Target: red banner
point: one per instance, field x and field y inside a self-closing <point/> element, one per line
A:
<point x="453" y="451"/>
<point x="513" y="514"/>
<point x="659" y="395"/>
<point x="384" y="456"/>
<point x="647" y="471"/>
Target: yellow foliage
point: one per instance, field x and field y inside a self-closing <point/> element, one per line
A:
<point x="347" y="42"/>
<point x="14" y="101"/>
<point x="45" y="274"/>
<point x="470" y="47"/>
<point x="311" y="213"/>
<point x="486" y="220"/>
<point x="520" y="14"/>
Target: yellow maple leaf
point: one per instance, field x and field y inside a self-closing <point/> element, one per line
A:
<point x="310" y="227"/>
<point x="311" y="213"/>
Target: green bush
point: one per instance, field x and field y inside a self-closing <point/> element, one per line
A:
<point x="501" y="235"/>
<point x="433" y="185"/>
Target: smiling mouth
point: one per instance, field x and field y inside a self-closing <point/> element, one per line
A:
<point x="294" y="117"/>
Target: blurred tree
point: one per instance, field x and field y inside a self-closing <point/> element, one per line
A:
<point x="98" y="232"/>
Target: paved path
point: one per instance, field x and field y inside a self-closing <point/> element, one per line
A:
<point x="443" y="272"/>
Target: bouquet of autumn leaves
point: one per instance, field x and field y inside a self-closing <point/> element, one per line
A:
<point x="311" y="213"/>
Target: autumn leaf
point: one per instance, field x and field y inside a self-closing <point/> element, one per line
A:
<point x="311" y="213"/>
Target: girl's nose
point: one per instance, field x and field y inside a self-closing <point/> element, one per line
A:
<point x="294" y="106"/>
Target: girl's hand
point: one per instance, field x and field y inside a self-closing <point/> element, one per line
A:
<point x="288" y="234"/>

# # #

## THE PROBLEM
Rewrite all the records above with every "Target" changed to "Object" and nothing else altered.

## TASK SOLUTION
Object: red banner
point: one per instance, field x and field y inside a self-closing <point/> element, one per line
A:
<point x="453" y="451"/>
<point x="513" y="514"/>
<point x="659" y="395"/>
<point x="384" y="456"/>
<point x="647" y="471"/>
Object: yellow foliage
point: one per instance, field x and field y inside a self-closing <point/> element, one per line
A:
<point x="347" y="42"/>
<point x="14" y="101"/>
<point x="45" y="274"/>
<point x="470" y="47"/>
<point x="311" y="213"/>
<point x="486" y="220"/>
<point x="520" y="14"/>
Object: yellow maple leaf
point: one per instance, field x and field y inside a self-closing <point/> element, one per line
A:
<point x="310" y="227"/>
<point x="311" y="213"/>
Object: green bush
point: one per instance, field x and field y inside a self-closing <point/> element, one per line
A:
<point x="501" y="235"/>
<point x="433" y="185"/>
Object: smiling mouth
point: one per instance, field x and field y inside a self-closing <point/> element, one per line
A:
<point x="294" y="117"/>
Object: blurred tree
point: one per instance, field x and field y inside a self-closing <point/> element, one per line
A:
<point x="98" y="232"/>
Object: paved path
point: one per instance, field x and field y inside a self-closing <point/> element, one per line
A:
<point x="443" y="272"/>
Object: bouquet of autumn leaves
point: one per instance, field x and field y inside a self-closing <point/> element, one per line
A:
<point x="311" y="213"/>
Object: autumn leaf
point: one per instance, field x and field y inside a self-closing <point/> element, one per line
A:
<point x="311" y="213"/>
Object: girl's nose
point: one per instance, field x and field y inside a self-closing <point/> element, one per line
A:
<point x="294" y="106"/>
Object: girl's hand
point: one per instance, field x and field y inside a self-closing <point/> element, one per line
A:
<point x="288" y="234"/>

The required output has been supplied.